TO DO =>
Can you reproduce the data beneath, keeping every line exact?

DATA TO USE =>
-- Begin --
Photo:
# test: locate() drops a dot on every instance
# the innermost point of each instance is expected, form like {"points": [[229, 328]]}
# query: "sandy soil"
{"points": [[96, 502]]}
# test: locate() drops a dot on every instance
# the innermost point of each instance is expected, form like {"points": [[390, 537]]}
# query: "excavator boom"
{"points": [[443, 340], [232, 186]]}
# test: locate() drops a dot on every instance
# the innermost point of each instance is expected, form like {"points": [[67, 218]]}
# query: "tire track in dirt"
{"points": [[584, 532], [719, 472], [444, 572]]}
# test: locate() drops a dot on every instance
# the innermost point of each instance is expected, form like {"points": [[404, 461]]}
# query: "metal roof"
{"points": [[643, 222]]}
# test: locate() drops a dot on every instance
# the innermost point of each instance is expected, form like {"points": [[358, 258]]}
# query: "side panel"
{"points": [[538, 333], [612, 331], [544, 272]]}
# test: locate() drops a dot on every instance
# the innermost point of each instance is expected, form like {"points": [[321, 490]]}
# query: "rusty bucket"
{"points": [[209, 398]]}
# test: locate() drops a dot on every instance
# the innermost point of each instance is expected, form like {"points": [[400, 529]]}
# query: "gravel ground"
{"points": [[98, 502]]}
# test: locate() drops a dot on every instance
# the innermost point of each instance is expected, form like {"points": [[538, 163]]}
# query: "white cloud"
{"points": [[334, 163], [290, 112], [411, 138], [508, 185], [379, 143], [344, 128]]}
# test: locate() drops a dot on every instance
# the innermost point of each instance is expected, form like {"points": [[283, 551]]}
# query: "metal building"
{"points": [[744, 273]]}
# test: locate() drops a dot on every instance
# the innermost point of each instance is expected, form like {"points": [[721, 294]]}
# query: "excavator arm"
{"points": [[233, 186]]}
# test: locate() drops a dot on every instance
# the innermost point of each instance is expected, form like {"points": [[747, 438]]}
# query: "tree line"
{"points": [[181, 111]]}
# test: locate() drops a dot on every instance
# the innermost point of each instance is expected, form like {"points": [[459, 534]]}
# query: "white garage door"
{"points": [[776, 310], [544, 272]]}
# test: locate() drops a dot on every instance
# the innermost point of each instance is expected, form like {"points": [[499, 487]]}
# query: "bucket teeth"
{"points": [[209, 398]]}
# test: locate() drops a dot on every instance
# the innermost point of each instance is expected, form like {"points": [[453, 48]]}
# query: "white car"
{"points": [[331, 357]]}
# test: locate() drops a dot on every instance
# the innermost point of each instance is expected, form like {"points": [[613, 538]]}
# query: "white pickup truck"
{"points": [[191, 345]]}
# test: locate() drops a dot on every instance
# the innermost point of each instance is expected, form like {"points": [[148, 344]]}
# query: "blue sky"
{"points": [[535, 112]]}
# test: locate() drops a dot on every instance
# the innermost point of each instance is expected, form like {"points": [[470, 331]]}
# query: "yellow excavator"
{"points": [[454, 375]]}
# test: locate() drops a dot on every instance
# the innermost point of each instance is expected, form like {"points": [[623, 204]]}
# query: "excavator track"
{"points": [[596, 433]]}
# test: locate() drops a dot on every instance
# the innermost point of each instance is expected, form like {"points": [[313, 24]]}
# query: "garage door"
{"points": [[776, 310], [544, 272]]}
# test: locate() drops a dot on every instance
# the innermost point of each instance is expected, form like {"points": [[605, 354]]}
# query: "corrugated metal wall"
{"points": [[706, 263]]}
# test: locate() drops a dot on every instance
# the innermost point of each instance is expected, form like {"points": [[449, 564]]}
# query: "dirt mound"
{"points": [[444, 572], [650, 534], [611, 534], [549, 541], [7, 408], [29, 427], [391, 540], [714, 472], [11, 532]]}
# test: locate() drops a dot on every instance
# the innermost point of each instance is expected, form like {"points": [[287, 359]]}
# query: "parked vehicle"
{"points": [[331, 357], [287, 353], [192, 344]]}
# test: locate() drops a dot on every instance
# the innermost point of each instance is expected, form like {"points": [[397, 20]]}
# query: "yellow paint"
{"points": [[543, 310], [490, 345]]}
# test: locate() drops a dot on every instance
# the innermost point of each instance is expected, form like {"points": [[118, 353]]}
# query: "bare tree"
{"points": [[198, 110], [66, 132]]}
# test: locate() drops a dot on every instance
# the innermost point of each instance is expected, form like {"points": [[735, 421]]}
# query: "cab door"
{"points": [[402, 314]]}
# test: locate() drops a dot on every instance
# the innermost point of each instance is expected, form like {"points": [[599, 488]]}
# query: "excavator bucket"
-- End --
COMPLETED EXERCISE =>
Photo:
# test: locate() drops a dot on every instance
# the innermost point of each instance is expected, form like {"points": [[229, 328]]}
# query: "sandy soil"
{"points": [[96, 502]]}
# test: locate() drops a dot on every instance
# the innermost point of each instance is expected, form like {"points": [[390, 537]]}
# query: "excavator boom"
{"points": [[443, 340], [232, 186]]}
# test: locate() drops a dot on every instance
# the innermost point of each instance is expected, form like {"points": [[67, 218]]}
# query: "tire track in dirt"
{"points": [[584, 532], [719, 472], [444, 572]]}
# test: locate() drops a dot on every instance
# the innermost point of each instance is expected, form like {"points": [[404, 461]]}
# query: "metal roof"
{"points": [[643, 222]]}
# test: locate() drops a dot on every instance
# the innermost point of each instance is expected, form like {"points": [[358, 258]]}
# query: "side panel"
{"points": [[538, 333], [612, 331], [544, 272]]}
# test: locate() drops a dot on every instance
# the innermost point of each instance is expected, form like {"points": [[321, 490]]}
# query: "rusty bucket"
{"points": [[209, 398]]}
# test: locate() drops a dot on every instance
# the innermost point of each instance is expected, form like {"points": [[400, 529]]}
# query: "gravel ground"
{"points": [[98, 502]]}
# test: locate() drops a dot on every instance
# the innermost point of each instance is expected, form like {"points": [[538, 163]]}
# query: "white cloud"
{"points": [[334, 163], [290, 112], [411, 138], [508, 185], [379, 143], [344, 128]]}
# test: locate() drops a dot on every instance
# the innermost point of each instance is expected, form like {"points": [[283, 551]]}
# query: "metal building"
{"points": [[744, 273]]}
# test: locate() drops a dot on every instance
# the innermost point of each instance is expected, form like {"points": [[721, 294]]}
# query: "excavator arm"
{"points": [[233, 186]]}
# test: locate() drops a dot on every instance
# the innermost point of each instance is expected, form like {"points": [[747, 438]]}
# query: "tree line"
{"points": [[181, 111]]}
# test: locate() drops a dot on every instance
# the innermost point of each instance is expected, form like {"points": [[459, 534]]}
# query: "white garage door"
{"points": [[776, 310], [544, 272]]}
# test: locate() drops a dot on every instance
# the innermost point of each instance is expected, form like {"points": [[499, 487]]}
# query: "bucket teeth"
{"points": [[209, 398]]}
# test: locate() drops a dot on every instance
# the innermost point of each instance is expected, form like {"points": [[453, 48]]}
# query: "white car"
{"points": [[331, 357]]}
# test: locate() drops a dot on every instance
# the innermost point of each instance is expected, form like {"points": [[613, 538]]}
# query: "white pickup truck"
{"points": [[191, 345]]}
# test: locate() drops a dot on every instance
# the innermost point of each instance is expected, form like {"points": [[148, 344]]}
# query: "blue sky"
{"points": [[535, 112]]}
# test: locate() drops a dot on every instance
# the innermost point of each instance is expected, form like {"points": [[470, 331]]}
# query: "yellow excavator"
{"points": [[454, 375]]}
# test: locate() drops a dot on every instance
# the innermost point of each instance is expected, form like {"points": [[623, 204]]}
# query: "excavator track"
{"points": [[596, 433]]}
# test: locate() drops a dot on every instance
# the innermost point of each instance is expected, form like {"points": [[313, 24]]}
# query: "garage door"
{"points": [[776, 310], [544, 272]]}
# test: locate() drops a dot on every instance
# the innermost point of each instance is expected, form like {"points": [[605, 354]]}
# query: "corrugated metal wall"
{"points": [[706, 263]]}
# test: locate() drops a dot on every instance
# the innermost point of each instance is expected, form like {"points": [[449, 564]]}
# query: "dirt mound"
{"points": [[444, 572], [650, 534], [611, 534], [549, 541], [7, 408], [29, 427], [391, 540], [714, 472], [11, 532]]}
# test: locate() drops a dot on every instance
# the innermost point of each instance is expected, form like {"points": [[287, 359]]}
# query: "parked vehicle"
{"points": [[331, 357], [287, 353], [192, 344]]}
# test: locate() drops a dot on every instance
# the innermost point of each instance is expected, form like {"points": [[397, 20]]}
# query: "yellow paint"
{"points": [[543, 310], [490, 345]]}
# test: locate() drops a dot on every instance
# the innermost point of each instance is expected, form like {"points": [[118, 353]]}
# query: "bare tree"
{"points": [[198, 110], [66, 132]]}
# test: locate() drops a dot on every instance
# the innermost point of each instance is expected, form like {"points": [[735, 421]]}
# query: "cab door"
{"points": [[402, 314]]}
# test: locate() drops a dot on every instance
# the innermost point of each instance is expected, form like {"points": [[599, 488]]}
# query: "excavator bucket"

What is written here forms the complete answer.